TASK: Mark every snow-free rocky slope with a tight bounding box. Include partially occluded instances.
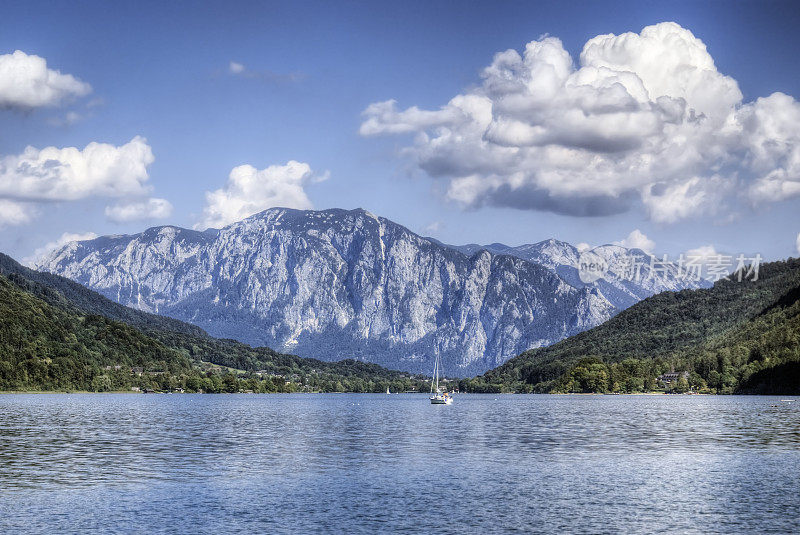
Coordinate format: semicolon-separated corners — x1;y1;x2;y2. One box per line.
37;208;700;376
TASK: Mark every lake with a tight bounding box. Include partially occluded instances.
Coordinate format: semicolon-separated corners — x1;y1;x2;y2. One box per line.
0;394;800;533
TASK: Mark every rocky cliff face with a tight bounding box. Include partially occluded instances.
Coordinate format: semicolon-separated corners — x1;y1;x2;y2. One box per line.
37;208;692;375
450;239;711;310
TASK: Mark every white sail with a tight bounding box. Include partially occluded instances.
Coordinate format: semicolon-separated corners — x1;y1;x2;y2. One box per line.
431;355;453;405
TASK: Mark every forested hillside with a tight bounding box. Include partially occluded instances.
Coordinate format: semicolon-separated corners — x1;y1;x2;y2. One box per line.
463;259;800;393
0;255;423;392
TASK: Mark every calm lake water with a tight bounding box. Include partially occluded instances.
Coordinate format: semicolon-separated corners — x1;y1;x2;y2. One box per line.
0;394;800;533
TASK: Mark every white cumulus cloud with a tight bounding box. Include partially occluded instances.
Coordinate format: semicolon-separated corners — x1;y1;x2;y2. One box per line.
105;198;172;223
0;50;92;109
360;22;800;223
0;199;35;228
23;232;97;267
616;228;656;253
0;136;154;201
195;160;327;228
686;244;720;262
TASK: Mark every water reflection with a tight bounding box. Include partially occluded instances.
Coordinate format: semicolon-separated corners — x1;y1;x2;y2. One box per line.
0;394;800;533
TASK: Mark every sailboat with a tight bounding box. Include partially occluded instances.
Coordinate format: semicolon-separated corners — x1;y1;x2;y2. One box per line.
431;355;453;405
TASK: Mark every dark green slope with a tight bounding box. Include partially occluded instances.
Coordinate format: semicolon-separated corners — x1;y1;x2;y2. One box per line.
464;259;800;393
0;254;428;392
0;253;208;336
0;276;192;390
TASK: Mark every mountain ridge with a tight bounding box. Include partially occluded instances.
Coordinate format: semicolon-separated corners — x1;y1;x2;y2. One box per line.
37;208;700;376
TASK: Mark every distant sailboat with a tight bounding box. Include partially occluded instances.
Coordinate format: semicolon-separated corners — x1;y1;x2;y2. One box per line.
431;355;453;405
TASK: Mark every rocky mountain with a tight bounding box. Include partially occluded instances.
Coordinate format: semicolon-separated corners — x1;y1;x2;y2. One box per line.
37;208;696;376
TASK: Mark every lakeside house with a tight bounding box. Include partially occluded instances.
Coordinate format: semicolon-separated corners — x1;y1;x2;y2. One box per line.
657;371;689;387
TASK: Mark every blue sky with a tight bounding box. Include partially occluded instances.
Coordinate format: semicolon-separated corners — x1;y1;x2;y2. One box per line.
0;1;800;259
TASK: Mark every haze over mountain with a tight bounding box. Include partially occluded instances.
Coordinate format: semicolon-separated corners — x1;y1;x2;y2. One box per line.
37;208;698;376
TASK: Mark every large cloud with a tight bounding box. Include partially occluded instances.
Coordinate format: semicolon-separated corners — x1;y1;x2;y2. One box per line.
0;199;35;228
615;228;656;253
105;198;172;223
195;160;327;228
23;232;97;269
0;136;172;225
0;136;154;201
360;23;800;222
0;50;92;109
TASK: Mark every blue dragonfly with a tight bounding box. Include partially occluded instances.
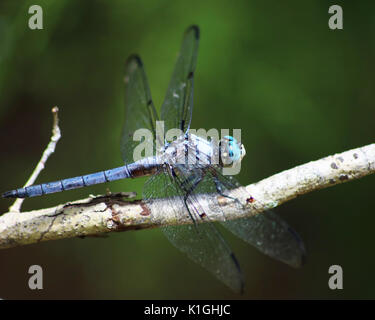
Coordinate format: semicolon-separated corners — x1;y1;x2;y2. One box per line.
2;26;305;292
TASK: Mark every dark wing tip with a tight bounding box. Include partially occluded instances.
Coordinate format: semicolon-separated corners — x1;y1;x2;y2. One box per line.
1;190;17;198
288;227;307;268
125;53;143;67
185;24;200;40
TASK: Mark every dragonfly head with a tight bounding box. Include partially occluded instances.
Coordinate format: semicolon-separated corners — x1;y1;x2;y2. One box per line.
220;136;246;167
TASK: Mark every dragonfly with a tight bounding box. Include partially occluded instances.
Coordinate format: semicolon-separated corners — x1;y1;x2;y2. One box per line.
2;25;306;293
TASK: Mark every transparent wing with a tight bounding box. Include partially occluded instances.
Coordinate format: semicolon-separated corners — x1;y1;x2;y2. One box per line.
161;26;199;132
206;167;306;267
121;55;158;163
143;170;244;292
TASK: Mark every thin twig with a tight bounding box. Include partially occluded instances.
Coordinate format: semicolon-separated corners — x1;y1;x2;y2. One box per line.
0;144;375;249
9;107;61;212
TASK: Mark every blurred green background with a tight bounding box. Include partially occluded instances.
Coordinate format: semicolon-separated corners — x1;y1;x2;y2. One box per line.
0;0;375;299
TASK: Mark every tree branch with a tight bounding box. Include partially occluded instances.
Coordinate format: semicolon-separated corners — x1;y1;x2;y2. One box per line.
0;144;375;249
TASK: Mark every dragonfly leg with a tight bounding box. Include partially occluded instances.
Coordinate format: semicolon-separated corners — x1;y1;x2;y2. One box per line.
213;176;245;208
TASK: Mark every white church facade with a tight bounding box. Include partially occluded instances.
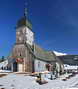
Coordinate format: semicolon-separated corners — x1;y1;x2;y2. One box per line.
8;8;63;73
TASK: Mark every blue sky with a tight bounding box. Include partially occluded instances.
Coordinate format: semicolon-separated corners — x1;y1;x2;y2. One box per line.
0;0;78;57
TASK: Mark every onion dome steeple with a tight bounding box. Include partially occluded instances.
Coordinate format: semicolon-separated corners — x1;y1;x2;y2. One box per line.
16;5;32;29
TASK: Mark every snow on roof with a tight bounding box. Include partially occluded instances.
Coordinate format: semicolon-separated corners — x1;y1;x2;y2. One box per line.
64;64;78;70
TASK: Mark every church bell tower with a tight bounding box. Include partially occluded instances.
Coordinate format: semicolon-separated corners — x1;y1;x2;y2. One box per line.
12;8;34;72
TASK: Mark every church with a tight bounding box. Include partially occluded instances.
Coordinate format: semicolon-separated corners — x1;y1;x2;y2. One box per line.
8;8;63;73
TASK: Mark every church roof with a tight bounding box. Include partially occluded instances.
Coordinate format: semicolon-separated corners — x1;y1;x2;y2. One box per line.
34;45;57;62
16;16;32;29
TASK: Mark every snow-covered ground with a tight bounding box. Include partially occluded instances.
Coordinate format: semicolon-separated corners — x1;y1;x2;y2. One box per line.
0;73;78;89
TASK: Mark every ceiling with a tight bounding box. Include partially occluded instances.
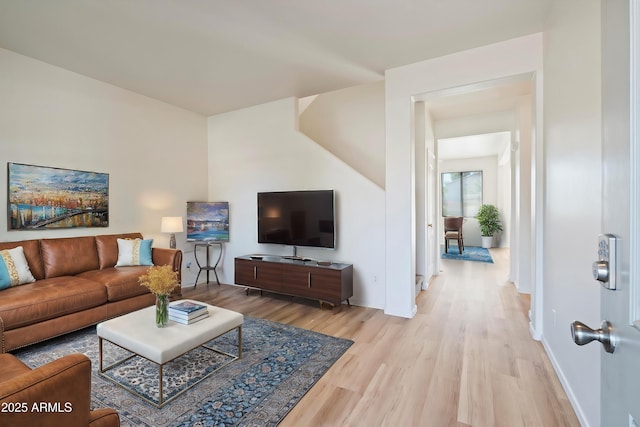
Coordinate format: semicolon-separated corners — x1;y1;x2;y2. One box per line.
0;0;552;116
438;132;511;160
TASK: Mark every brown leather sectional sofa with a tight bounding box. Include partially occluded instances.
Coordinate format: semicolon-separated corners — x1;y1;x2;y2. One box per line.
0;233;182;353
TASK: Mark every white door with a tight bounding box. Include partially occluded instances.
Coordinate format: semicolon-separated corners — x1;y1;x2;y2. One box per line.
583;0;640;427
422;150;439;289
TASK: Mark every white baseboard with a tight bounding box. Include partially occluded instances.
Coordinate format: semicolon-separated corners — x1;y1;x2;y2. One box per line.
541;337;591;427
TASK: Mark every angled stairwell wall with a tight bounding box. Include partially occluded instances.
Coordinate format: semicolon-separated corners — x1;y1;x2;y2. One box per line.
298;81;385;189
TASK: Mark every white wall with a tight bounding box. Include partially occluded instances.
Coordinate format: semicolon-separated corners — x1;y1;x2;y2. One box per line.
0;49;207;280
299;81;385;189
543;0;603;426
208;98;385;308
438;156;500;246
385;34;542;318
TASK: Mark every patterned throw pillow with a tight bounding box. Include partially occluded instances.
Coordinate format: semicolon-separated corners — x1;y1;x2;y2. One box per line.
116;239;153;267
0;246;36;289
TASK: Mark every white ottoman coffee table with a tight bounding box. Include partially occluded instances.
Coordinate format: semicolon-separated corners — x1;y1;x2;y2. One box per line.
96;300;244;408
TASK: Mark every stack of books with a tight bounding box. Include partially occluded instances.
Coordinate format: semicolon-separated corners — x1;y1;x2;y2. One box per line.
169;301;209;325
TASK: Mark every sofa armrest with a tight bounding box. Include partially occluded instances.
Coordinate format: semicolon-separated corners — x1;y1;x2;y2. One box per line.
151;248;182;283
0;354;91;427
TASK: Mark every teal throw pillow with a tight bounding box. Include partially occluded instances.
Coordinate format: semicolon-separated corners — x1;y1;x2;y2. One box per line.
116;239;153;267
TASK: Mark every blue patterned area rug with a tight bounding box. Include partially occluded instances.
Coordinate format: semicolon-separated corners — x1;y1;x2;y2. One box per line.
440;245;493;264
13;316;353;427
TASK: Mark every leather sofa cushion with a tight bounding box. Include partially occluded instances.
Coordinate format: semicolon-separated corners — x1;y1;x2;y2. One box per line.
0;353;31;383
0;240;44;280
96;233;143;270
0;276;107;330
78;266;149;302
40;236;99;278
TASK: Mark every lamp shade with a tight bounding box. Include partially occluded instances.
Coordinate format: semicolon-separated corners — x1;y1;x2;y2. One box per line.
160;216;183;233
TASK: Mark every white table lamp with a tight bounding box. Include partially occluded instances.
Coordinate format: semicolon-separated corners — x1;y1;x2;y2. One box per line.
160;216;183;249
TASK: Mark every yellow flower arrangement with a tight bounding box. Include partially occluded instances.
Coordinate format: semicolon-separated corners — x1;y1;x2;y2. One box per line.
138;265;178;295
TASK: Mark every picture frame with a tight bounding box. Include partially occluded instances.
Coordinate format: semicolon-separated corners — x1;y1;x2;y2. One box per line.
187;202;229;242
7;162;109;231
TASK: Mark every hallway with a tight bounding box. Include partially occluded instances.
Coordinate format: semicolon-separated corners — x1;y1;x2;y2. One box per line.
183;249;579;427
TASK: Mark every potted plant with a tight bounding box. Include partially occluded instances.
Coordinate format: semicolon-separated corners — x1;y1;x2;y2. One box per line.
476;205;502;248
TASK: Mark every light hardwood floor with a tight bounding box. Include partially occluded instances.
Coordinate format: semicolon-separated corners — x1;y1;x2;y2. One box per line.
183;249;579;427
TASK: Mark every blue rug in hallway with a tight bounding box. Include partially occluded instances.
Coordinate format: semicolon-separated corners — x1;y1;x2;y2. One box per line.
440;245;493;264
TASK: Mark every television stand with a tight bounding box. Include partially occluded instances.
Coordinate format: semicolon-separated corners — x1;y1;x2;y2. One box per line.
193;241;222;289
234;255;353;307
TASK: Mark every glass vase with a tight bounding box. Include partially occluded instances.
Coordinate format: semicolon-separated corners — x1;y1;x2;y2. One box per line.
156;295;169;328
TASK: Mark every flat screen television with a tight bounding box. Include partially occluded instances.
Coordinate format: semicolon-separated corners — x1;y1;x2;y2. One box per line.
187;202;229;242
258;190;336;248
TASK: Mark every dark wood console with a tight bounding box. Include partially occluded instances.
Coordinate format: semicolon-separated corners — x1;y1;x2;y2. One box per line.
235;255;353;306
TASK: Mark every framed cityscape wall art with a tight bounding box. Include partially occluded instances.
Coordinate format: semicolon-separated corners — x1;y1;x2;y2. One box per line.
7;163;109;231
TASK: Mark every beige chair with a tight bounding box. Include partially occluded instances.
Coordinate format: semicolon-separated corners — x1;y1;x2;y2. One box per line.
444;216;464;255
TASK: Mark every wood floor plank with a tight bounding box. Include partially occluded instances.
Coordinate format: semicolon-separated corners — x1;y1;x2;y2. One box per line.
183;249;579;427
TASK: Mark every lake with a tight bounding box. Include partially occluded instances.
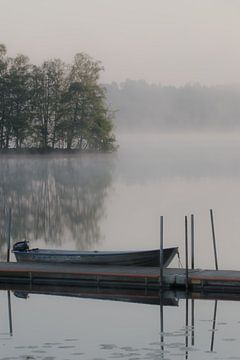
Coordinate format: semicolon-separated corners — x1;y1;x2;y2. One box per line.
0;132;240;360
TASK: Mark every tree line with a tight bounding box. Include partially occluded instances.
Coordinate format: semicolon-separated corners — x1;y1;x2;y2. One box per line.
0;44;115;151
105;80;240;131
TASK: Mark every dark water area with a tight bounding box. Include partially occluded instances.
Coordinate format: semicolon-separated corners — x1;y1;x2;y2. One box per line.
0;289;240;360
0;154;113;256
0;133;240;360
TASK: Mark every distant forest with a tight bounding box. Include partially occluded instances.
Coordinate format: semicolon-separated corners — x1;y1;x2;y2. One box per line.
0;44;115;152
104;80;240;131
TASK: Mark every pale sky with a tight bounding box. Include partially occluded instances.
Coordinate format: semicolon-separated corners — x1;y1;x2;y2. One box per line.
0;0;240;86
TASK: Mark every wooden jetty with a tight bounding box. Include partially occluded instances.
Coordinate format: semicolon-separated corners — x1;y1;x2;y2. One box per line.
0;262;240;293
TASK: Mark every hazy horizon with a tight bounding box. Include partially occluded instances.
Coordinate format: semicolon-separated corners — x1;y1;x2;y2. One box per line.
0;0;240;86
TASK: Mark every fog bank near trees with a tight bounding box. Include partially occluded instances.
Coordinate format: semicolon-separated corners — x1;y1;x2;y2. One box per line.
104;80;240;131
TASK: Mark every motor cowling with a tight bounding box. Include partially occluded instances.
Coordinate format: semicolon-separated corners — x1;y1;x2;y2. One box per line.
13;240;29;251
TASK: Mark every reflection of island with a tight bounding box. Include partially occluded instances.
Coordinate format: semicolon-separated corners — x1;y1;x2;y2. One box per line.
0;154;114;258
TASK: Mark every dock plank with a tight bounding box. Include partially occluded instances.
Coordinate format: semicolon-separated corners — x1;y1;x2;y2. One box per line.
0;262;240;292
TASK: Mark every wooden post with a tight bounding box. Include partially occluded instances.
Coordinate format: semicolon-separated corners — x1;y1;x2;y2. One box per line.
191;299;195;346
185;216;188;289
185;292;189;359
7;208;12;262
191;214;194;269
210;209;218;270
160;290;164;358
160;216;163;287
210;300;217;352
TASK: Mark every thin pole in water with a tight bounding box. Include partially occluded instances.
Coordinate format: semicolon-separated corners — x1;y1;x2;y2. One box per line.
160;216;163;287
7;290;13;336
192;299;195;346
185;216;188;289
7;208;12;262
185;292;189;359
191;214;194;269
210;209;218;270
160;290;164;359
210;300;217;352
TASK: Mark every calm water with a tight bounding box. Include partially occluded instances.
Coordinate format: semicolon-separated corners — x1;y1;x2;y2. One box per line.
0;133;240;360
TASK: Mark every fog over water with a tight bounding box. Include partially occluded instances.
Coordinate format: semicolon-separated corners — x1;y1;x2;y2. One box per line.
0;132;240;269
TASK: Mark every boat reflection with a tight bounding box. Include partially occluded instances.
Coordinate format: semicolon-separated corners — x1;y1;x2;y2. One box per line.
0;154;114;259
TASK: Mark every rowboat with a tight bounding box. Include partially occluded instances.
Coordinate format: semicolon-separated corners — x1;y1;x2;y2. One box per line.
12;241;178;267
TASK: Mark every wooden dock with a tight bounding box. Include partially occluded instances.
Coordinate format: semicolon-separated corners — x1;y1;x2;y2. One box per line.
0;262;240;293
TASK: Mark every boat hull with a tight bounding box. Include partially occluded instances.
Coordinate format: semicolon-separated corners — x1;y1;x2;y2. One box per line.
12;248;178;267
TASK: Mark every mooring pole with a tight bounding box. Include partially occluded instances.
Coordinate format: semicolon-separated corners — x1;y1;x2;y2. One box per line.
210;209;218;270
160;216;163;287
7;208;12;262
185;216;188;289
210;300;217;352
160;290;164;359
191;214;194;269
185;292;189;359
7;290;13;336
191;299;195;346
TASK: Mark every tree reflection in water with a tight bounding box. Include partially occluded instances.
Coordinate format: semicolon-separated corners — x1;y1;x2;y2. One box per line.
0;154;113;258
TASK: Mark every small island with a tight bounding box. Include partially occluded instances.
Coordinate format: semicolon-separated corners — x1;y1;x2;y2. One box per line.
0;44;116;153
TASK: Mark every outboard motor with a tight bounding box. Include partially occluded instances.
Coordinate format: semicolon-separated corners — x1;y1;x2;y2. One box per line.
13;240;29;251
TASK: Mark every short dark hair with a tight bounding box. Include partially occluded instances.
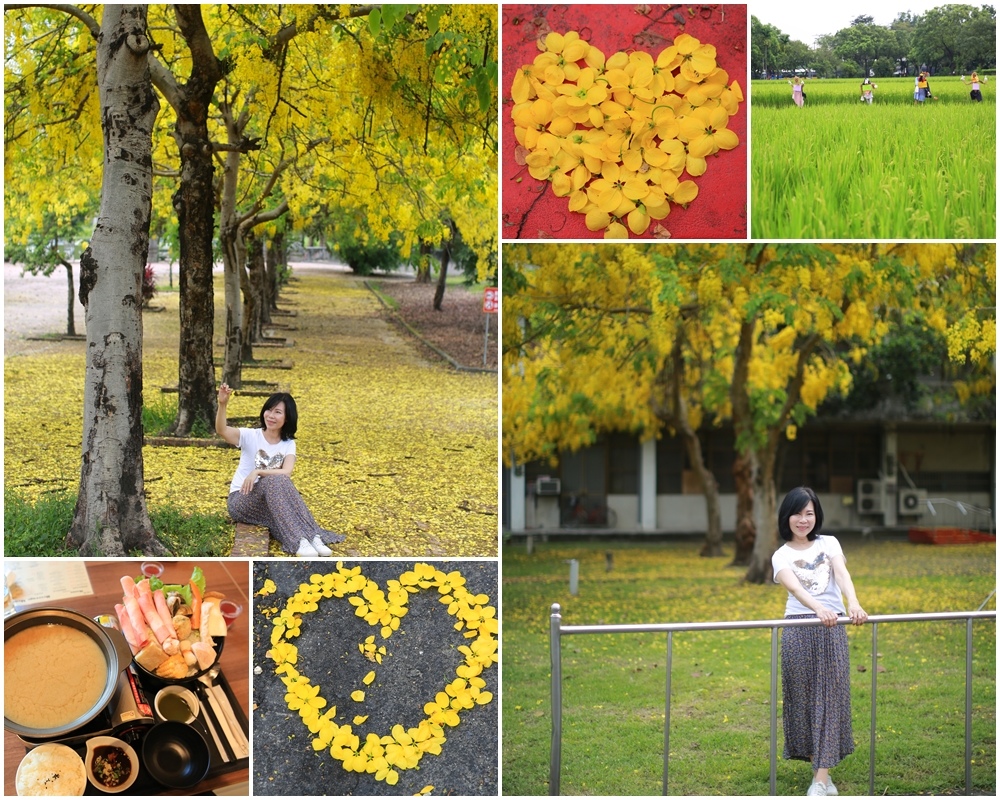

▶ **Work to do**
Gather each line of the data above that contains the word "pillow" and copy those lines unchanged.

▶ **Answer to this task**
TASK: Mark every patterned throw pillow with a tight bounding box. Include partially occluded instances.
TASK: Mark every teal throw pillow with a tight bounding box. Include partially occluded instances.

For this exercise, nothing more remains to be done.